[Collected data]
──────────
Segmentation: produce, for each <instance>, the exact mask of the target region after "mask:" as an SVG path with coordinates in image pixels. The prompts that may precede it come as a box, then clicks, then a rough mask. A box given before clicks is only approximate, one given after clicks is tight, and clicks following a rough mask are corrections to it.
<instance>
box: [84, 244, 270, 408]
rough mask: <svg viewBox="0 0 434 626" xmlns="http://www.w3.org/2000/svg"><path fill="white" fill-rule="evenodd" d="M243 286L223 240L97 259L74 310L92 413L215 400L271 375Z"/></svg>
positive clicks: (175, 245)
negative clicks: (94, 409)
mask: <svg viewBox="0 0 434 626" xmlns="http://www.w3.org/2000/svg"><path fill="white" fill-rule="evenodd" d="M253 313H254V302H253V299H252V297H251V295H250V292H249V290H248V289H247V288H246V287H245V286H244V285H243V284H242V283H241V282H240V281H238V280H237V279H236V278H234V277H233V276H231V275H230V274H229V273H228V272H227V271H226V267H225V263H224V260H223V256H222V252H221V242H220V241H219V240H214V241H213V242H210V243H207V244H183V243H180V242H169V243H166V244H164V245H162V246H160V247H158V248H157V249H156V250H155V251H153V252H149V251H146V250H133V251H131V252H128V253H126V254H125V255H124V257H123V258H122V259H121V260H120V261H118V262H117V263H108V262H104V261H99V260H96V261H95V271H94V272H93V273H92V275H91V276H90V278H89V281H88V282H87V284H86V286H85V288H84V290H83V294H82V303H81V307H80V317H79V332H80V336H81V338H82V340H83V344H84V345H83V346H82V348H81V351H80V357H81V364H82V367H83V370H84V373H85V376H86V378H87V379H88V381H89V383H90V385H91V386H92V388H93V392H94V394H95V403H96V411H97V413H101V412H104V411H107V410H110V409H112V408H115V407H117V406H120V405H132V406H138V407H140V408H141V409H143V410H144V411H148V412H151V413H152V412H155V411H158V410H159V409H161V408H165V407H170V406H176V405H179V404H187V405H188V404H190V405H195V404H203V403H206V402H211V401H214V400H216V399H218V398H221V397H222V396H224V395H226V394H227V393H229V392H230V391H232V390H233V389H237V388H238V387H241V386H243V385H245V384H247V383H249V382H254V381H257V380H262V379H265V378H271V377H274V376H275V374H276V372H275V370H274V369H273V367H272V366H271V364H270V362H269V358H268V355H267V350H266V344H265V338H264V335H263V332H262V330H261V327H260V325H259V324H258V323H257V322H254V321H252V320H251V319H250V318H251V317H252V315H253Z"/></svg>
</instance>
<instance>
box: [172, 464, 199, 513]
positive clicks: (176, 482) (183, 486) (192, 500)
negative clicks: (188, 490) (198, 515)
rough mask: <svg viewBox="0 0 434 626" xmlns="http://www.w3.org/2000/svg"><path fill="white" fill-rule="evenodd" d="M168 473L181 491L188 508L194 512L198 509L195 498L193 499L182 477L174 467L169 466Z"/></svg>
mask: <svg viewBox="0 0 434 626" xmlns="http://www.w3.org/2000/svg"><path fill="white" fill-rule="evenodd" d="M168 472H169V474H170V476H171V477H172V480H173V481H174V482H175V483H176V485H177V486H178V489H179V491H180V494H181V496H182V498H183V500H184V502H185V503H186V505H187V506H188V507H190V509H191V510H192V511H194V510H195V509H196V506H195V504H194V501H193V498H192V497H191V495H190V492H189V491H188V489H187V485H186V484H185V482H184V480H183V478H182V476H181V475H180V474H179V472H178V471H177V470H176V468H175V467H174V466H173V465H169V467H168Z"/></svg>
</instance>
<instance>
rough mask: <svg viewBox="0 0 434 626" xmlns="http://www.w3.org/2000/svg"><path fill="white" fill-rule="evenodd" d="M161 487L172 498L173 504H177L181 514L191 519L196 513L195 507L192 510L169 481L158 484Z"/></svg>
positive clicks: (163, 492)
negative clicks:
──────────
Task objective
After reading the data above, return it verbatim in full.

Exercise output
Segmentation: produce, for each <instance>, the exact mask of the target region after "mask:" as an SVG path with coordinates in image pixels. The prompts that may precede it come as a box, then clicks, then a rough mask. A box given before clicks is only approximate, one given after clicks is tight, and clicks following a rough mask are corrections to it.
<instance>
box: [84, 244, 270, 408]
rough mask: <svg viewBox="0 0 434 626" xmlns="http://www.w3.org/2000/svg"><path fill="white" fill-rule="evenodd" d="M243 286L223 240L97 259L74 310L92 413L215 400L271 375Z"/></svg>
positive clicks: (175, 245)
negative clicks: (94, 409)
mask: <svg viewBox="0 0 434 626" xmlns="http://www.w3.org/2000/svg"><path fill="white" fill-rule="evenodd" d="M253 313H254V302H253V299H252V297H251V295H250V292H249V290H248V289H247V288H246V287H245V286H244V285H243V284H242V283H241V282H240V281H238V280H237V279H236V278H234V277H233V276H231V275H230V274H229V273H228V272H227V271H226V267H225V263H224V260H223V256H222V252H221V242H220V241H219V240H214V241H213V242H210V243H207V244H183V243H180V242H169V243H166V244H164V245H162V246H160V247H158V248H157V249H156V250H155V251H153V252H149V251H146V250H133V251H131V252H128V253H126V254H125V255H124V257H123V258H122V259H121V260H120V261H118V262H117V263H108V262H104V261H99V260H96V261H95V271H94V272H93V273H92V275H91V276H90V278H89V281H88V282H87V284H86V286H85V288H84V290H83V294H82V303H81V307H80V317H79V332H80V336H81V338H82V340H83V344H84V345H83V346H82V348H81V351H80V357H81V364H82V367H83V370H84V373H85V376H86V378H87V379H88V381H89V383H90V385H91V386H92V388H93V392H94V394H95V403H96V411H97V413H101V412H104V411H107V410H110V409H112V408H115V407H117V406H120V405H132V406H138V407H140V408H141V409H143V410H144V411H148V412H151V413H152V412H155V411H158V410H159V409H161V408H165V407H170V406H176V405H179V404H187V405H188V404H190V405H195V404H203V403H206V402H211V401H214V400H216V399H218V398H221V397H222V396H224V395H226V394H227V393H229V392H230V391H232V390H233V389H237V388H238V387H241V386H243V385H245V384H247V383H249V382H254V381H257V380H262V379H265V378H271V377H274V376H275V374H276V372H275V370H274V369H273V367H272V366H271V364H270V362H269V358H268V355H267V350H266V344H265V338H264V335H263V332H262V330H261V327H260V325H259V324H258V323H257V322H254V321H252V320H251V319H250V318H251V317H252V315H253Z"/></svg>
</instance>
<instance>
box: [172, 464, 199, 513]
positive clicks: (176, 482) (183, 486) (192, 500)
negative clicks: (188, 490) (198, 515)
rough mask: <svg viewBox="0 0 434 626" xmlns="http://www.w3.org/2000/svg"><path fill="white" fill-rule="evenodd" d="M168 473L181 491L188 508L194 512L198 509L195 498L193 499L182 477L174 467L169 466Z"/></svg>
mask: <svg viewBox="0 0 434 626" xmlns="http://www.w3.org/2000/svg"><path fill="white" fill-rule="evenodd" d="M168 472H169V474H170V476H171V477H172V480H173V481H174V482H175V483H176V485H177V486H178V489H179V491H180V494H181V496H182V498H183V500H184V502H185V503H186V505H187V506H188V507H190V509H191V510H192V511H194V510H195V509H196V506H195V504H194V501H193V498H192V497H191V495H190V492H189V491H188V489H187V485H186V484H185V482H184V480H183V478H182V476H181V475H180V474H179V472H178V471H177V470H176V468H175V467H174V466H173V465H169V467H168Z"/></svg>
</instance>
<instance>
rough mask: <svg viewBox="0 0 434 626" xmlns="http://www.w3.org/2000/svg"><path fill="white" fill-rule="evenodd" d="M161 487L172 498L173 504H177L181 514L191 519L196 513L195 507L192 510L169 481L158 484Z"/></svg>
positive clicks: (163, 492)
negative clicks:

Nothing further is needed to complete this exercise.